#### Righe mostrate ####
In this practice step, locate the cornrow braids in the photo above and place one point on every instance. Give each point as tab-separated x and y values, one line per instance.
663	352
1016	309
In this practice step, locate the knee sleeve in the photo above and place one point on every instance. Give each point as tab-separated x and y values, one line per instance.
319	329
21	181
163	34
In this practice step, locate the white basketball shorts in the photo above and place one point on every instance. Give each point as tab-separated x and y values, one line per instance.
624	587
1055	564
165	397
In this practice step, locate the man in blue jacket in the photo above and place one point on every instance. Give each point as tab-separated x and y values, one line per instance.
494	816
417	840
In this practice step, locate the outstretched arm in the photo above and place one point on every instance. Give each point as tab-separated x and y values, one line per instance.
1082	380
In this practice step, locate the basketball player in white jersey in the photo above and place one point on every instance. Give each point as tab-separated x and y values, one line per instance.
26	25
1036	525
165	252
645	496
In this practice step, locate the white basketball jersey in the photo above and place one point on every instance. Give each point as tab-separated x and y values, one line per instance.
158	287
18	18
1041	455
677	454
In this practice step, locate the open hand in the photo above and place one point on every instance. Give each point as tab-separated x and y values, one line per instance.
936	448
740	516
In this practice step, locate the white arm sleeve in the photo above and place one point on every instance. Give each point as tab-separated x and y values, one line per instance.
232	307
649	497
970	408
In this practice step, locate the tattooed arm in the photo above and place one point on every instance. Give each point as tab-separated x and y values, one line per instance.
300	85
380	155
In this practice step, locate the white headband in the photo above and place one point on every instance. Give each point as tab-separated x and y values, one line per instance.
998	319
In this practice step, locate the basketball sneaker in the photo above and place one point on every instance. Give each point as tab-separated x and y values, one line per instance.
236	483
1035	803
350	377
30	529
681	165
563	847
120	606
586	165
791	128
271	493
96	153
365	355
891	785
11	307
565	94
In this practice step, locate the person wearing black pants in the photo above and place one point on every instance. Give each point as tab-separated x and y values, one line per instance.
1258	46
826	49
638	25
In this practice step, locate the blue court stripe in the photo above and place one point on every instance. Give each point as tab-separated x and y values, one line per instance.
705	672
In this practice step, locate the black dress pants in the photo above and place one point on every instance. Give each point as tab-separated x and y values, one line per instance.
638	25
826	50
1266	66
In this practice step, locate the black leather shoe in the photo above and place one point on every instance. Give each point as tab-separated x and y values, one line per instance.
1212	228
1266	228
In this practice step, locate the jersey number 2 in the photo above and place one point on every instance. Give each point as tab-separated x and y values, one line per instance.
####
Esercizio >>
Riscrivi tutte le righe qui sopra sostituendo ogni occorrenza di "practice step" con "training drill". Il resto deve rimanere invariato.

Output completo >>
In this training drill, locate the cornrow braids in the photo above and place one point on every instance. Give each point as tab-separated x and y values, one line per instance.
663	352
1016	309
In this training drill, locate the knee sleeve in the photo above and place one point on every instance. Give each point as tab-separated x and y values, one line per instance.
319	329
21	181
163	34
In this training drill, locate the white basketball shorts in the photo above and place one point on every instance. Give each point as tab-separated x and y values, one line per instance.
624	587
1055	564
165	397
In this training drill, locate the man in blue jacket in the photo above and place one point on every instance. Give each point as tab-separated x and y values, one line per instance.
494	816
417	840
In this training drill, locate the outstretched arm in the photo above and place one point on every instance. Give each point as tab-separated x and y values, one line per instance.
1082	380
In this training drill, locate the basketball player in white jersey in the photo above and place one point on every instance. Give each point as tab-separated x and y values, one line per instance.
26	25
1036	525
165	252
645	496
In this training drill, locate the white basketball jersey in the photo above and place one point on every instance. Give each point as tab-separated x and y values, one line per instance.
158	287
18	18
1041	455
677	454
In this training drill, locate the open hand in the photo above and place one point on every instance. Give each point as tab-separated x and y values, one line per instance.
936	448
740	516
In this training drill, locate the white arm sleeve in the photo above and place one point on every instance. Give each point as tab-separated x and y values, one line per instance.
232	307
649	497
970	408
In this training drill, locate the tattooed arm in the photo above and place one point on every instance. Give each point as tab-separated x and y values, one line per instance.
300	85
380	155
In this training drill, locate the white headband in the photo above and place one point on every instance. Give each point as tab-separated x and y values, one line per instance.
998	319
In this training drill, locate the basketball sneaker in the photo above and place one point on every instance. Give each point as tab-separated x and y values, one line per instance.
236	483
1035	803
350	377
30	529
681	165
563	847
120	606
586	165
791	128
271	493
96	153
365	355
891	785
11	307
565	94
In this training drill, locate the person wearing black pants in the photo above and place one point on every instance. Give each point as tab-separated x and y values, one line per instance.
1258	46
826	49
638	25
In this training drill, locate the blue court stripe in the photo above and place one point on every instance. Give each point as tab-separated x and y values, one line per instance.
705	672
In this training drill, locate the black dress pants in the photo above and place one point on every instance. Give each point as tab-separated x and y values, one line per instance.
638	25
826	50
1266	66
In this training drill, locate the black leather shoe in the photo above and place one point on every instance. Give each point as tab-separated x and y values, one line per instance.
1212	228
1266	228
In this training drill, locate the jersey number 2 in the photo above and place one point on every instance. Give each point as tab-separated x and y values, one line per instance.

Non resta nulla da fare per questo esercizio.